[Entries from a pointing dataset]
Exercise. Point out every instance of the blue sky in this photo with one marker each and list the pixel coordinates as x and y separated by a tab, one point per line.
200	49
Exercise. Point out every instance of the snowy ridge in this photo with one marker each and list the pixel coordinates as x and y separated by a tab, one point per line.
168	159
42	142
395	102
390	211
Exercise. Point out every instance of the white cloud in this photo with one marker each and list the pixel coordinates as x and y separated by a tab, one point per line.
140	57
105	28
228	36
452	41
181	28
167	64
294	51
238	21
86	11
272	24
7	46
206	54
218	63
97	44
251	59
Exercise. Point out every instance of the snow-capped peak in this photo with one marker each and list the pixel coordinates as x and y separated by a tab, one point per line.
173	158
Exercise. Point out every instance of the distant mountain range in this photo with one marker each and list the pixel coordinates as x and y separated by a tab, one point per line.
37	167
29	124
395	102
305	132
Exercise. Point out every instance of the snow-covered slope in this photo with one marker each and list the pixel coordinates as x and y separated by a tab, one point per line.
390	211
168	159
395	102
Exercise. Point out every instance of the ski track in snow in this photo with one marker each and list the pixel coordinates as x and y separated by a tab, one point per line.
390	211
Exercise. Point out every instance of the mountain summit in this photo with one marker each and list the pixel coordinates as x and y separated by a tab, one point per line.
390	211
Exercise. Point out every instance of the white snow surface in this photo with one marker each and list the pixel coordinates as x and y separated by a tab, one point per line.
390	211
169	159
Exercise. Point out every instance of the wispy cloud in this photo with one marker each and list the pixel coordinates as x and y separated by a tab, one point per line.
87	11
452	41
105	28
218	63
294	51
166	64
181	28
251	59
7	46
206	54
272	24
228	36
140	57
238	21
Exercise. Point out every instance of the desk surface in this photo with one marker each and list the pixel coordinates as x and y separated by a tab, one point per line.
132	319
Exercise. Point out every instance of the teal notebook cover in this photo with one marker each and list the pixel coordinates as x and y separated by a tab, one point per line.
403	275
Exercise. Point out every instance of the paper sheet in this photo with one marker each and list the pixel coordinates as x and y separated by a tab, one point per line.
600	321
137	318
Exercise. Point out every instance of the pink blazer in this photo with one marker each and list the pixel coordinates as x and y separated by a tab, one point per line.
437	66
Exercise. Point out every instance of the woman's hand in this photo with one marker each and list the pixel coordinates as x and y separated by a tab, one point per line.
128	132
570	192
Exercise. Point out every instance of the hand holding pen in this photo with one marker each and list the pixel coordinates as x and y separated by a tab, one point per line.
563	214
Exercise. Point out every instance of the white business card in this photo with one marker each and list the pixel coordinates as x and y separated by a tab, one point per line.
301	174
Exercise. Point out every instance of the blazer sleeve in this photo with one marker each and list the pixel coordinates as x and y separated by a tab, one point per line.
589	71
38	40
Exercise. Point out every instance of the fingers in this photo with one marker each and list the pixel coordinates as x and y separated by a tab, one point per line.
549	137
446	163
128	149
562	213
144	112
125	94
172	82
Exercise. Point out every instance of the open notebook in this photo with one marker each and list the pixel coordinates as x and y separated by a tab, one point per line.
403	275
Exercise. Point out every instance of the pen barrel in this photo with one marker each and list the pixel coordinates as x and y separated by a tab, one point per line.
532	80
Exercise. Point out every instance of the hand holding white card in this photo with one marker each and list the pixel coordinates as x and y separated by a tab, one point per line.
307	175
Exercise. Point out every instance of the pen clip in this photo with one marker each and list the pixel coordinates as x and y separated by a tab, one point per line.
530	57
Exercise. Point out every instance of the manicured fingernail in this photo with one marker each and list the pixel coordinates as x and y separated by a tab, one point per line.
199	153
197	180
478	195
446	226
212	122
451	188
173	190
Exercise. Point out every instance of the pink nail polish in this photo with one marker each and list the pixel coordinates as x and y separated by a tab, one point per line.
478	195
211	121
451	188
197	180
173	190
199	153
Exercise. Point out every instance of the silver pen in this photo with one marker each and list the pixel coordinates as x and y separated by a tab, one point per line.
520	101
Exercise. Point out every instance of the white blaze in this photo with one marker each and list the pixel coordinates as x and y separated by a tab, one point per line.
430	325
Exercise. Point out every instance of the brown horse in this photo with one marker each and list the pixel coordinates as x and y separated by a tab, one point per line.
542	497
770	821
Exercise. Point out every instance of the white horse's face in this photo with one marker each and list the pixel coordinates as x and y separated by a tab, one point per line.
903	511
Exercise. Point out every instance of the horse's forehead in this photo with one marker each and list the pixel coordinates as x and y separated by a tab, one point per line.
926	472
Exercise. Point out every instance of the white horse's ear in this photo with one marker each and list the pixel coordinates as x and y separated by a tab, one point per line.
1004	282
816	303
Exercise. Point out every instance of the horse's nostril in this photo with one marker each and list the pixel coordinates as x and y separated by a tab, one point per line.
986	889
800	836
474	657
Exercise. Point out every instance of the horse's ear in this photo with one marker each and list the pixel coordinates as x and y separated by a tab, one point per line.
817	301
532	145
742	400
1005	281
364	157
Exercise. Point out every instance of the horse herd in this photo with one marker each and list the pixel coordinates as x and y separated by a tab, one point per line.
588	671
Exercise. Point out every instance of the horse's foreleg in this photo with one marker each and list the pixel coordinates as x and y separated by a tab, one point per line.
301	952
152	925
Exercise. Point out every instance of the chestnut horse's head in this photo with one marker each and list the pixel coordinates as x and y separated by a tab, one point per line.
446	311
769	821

Task objective → Reproduce the lines word for word, starting at the one holding "Exercise. Point out every instance of the silver" and ending at the final line of the material above.

Response →
Exercise. Point out every instance of the silver pen in this photo with one marker each and list the pixel coordinates as x and y separated by a tab, one point per line.
520	101
Exercise. Point out every instance of the white blaze in this photo with one marker each and list the pixel coordinates as x and y separated by a tab, one point per line.
430	325
Exercise. Point out every instance of the brown horse in this photo with one marker each and list the pixel coordinates as x and y separated by a tab, one point per line.
542	497
770	821
Exercise. Point out every instance of the white horse's face in this photo with one marker each and list the pixel coordinates as x and y separated by a tab, one point per line.
903	511
Exercise. Point out every instance of the horse's forehead in this photo with one marker each and list the pixel coordinates as x and y separated by a tab, one point per line.
926	472
Exercise. Point out every instance of the white horse's ear in this photo with one marker each and list the pixel coordinates as x and y separated by a tab, one point per line.
1004	282
816	303
Exercise. Point out every instance of the horse's nostril in this photo with one marker each and list the pixel coordinates as x and y separated by a tab, one point per line.
986	889
800	836
474	657
Exercise. Point out every instance of the horse's ear in this photo with one marker each and list the pixel coordinates as x and y separated by a tab, one point per line.
817	301
532	145
742	400
1005	281
364	157
Exercise. Point out every instance of the horse herd in this photo with one marker each and list the pixel coordinates as x and y separated by a tab, one point per line.
588	671
Exercise. Point out every instance of the horse's foreleg in this photo with one marker each and list the pixel coordinates as x and y separated by a tab, one point per line.
301	952
152	925
Exercise. Point out every instance of the chestnut horse's head in this photo with one marker each and list the pixel coordinates as x and y separated by a tab, one point per line.
446	311
769	821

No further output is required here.